Data shown
= = =
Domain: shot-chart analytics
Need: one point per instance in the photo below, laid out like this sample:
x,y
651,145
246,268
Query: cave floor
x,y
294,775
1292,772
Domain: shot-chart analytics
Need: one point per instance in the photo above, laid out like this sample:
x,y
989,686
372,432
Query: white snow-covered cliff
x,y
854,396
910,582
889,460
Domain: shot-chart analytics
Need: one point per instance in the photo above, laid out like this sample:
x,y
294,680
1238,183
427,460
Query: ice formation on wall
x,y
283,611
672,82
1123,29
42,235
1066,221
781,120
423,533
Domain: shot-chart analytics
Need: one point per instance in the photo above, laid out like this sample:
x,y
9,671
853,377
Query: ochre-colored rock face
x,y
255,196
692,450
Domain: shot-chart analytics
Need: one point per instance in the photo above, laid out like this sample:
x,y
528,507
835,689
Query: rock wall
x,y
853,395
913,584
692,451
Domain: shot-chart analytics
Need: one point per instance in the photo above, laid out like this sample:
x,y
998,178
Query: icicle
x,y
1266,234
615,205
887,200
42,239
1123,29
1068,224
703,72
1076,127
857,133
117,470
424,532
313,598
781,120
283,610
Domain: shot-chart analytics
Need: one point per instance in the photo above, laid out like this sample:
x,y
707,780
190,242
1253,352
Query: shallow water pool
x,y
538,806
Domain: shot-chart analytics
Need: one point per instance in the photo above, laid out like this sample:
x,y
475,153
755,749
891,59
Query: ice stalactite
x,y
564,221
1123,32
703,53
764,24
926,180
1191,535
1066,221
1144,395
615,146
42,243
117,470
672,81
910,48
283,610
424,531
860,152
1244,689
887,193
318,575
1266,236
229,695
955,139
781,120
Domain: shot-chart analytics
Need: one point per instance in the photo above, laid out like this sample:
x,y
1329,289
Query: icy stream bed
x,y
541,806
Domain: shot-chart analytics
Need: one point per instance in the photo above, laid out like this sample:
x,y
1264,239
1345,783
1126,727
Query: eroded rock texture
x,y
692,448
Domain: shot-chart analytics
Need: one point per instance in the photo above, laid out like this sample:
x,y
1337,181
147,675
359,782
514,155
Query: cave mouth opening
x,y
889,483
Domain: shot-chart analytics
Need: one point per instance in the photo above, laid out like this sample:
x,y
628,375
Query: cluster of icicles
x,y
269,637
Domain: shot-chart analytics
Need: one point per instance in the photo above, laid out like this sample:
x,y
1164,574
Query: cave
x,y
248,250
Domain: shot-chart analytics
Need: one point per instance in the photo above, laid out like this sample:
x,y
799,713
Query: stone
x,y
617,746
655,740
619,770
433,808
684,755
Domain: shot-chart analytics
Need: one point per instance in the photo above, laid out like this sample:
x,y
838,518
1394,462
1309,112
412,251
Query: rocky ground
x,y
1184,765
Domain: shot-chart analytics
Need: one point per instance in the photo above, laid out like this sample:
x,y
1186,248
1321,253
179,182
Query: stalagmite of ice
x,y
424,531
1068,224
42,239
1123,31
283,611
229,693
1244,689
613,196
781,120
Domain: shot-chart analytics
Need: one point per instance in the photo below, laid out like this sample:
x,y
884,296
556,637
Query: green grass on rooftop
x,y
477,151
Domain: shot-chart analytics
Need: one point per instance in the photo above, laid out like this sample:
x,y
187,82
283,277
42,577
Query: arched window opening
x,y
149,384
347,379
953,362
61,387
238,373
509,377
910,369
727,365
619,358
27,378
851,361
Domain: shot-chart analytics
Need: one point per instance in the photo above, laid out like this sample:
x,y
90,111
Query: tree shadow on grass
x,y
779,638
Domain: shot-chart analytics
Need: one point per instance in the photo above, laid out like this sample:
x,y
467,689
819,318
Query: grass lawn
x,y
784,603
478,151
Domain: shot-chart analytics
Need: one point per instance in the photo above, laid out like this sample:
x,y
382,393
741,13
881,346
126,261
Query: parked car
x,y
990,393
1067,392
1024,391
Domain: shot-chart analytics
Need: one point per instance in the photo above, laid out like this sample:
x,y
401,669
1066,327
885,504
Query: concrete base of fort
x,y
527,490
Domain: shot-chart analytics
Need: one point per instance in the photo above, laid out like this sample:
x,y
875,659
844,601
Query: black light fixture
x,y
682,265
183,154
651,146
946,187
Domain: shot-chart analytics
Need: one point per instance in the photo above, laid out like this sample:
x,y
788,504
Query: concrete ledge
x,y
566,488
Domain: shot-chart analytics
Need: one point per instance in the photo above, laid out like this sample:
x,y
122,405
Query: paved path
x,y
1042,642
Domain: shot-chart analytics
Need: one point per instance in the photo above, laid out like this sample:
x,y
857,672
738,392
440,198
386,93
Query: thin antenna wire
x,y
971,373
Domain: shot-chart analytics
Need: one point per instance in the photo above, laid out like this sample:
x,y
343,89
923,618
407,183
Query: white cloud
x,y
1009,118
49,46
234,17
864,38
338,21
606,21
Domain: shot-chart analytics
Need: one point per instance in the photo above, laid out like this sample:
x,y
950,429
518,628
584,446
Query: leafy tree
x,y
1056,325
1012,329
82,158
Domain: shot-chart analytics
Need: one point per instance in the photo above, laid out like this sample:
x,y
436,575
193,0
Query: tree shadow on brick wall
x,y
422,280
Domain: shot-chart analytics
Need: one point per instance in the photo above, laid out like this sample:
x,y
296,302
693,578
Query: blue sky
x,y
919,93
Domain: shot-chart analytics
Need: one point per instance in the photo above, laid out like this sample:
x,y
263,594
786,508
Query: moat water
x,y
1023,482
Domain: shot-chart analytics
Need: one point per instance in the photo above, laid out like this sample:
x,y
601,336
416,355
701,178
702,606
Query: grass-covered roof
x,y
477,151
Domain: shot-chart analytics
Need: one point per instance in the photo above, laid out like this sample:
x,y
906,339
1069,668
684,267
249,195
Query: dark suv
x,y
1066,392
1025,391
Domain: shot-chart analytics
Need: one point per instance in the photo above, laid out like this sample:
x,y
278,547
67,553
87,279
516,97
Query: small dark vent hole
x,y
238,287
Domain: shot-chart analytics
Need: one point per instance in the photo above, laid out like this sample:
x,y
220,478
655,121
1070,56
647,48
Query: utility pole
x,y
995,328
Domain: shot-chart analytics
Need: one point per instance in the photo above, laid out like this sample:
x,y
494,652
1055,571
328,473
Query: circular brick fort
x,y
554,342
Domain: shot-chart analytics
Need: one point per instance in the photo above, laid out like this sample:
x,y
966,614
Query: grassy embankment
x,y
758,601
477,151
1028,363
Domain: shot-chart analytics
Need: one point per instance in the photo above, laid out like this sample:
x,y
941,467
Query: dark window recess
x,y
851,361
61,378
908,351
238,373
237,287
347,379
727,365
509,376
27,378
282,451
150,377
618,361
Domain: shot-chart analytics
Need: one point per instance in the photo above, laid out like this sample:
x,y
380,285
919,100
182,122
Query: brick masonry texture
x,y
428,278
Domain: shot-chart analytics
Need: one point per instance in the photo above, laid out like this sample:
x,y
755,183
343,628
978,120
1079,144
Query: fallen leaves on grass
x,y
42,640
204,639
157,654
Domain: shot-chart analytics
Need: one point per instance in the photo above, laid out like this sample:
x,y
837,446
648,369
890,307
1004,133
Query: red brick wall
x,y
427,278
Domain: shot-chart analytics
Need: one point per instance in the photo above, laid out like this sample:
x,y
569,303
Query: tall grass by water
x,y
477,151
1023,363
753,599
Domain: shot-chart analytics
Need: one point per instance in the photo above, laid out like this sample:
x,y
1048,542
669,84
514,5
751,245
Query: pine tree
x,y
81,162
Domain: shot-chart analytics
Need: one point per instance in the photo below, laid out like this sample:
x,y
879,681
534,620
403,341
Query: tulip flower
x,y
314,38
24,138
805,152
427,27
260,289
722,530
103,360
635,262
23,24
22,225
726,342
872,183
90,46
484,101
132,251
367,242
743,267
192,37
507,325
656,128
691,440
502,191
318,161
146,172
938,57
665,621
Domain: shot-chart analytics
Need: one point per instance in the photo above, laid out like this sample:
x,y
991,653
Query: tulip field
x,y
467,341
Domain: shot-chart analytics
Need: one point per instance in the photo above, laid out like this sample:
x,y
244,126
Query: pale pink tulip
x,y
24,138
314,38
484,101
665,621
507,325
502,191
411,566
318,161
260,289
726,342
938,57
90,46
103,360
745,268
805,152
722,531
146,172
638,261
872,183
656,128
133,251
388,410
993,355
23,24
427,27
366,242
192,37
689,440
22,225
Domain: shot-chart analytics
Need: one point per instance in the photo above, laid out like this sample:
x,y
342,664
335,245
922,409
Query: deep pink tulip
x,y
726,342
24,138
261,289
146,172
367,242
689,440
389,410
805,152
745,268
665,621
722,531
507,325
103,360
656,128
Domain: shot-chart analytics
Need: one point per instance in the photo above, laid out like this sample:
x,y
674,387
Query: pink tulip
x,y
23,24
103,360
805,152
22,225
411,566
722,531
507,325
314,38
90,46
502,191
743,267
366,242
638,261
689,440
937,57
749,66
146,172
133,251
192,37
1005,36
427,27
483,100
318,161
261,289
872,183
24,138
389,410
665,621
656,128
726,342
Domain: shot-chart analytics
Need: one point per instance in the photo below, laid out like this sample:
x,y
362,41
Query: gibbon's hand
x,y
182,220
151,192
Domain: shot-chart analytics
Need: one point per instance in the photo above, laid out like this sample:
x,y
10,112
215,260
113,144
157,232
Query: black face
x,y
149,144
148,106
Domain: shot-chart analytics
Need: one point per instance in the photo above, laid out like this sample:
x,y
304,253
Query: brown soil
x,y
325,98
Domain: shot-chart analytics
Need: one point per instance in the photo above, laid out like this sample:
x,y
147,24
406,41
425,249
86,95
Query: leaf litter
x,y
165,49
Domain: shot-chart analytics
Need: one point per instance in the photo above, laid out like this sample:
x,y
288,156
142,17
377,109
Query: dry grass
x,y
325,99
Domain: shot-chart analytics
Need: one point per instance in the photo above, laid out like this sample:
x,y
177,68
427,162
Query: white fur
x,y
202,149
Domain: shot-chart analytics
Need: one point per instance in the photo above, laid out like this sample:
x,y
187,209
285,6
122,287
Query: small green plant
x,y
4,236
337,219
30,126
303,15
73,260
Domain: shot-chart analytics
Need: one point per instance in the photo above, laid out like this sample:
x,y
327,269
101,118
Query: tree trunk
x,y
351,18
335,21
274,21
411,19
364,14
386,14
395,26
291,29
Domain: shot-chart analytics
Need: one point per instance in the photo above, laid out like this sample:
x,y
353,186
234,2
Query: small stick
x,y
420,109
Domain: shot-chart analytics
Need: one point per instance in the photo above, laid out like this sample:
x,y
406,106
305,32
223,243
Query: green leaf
= = =
Written instruction
Pull out every line of the items above that contains the string "cave", and treat uppercase and lowercase as different.

Solution to this exercise
Query: cave floor
Query: cave mouth opening
Query: cave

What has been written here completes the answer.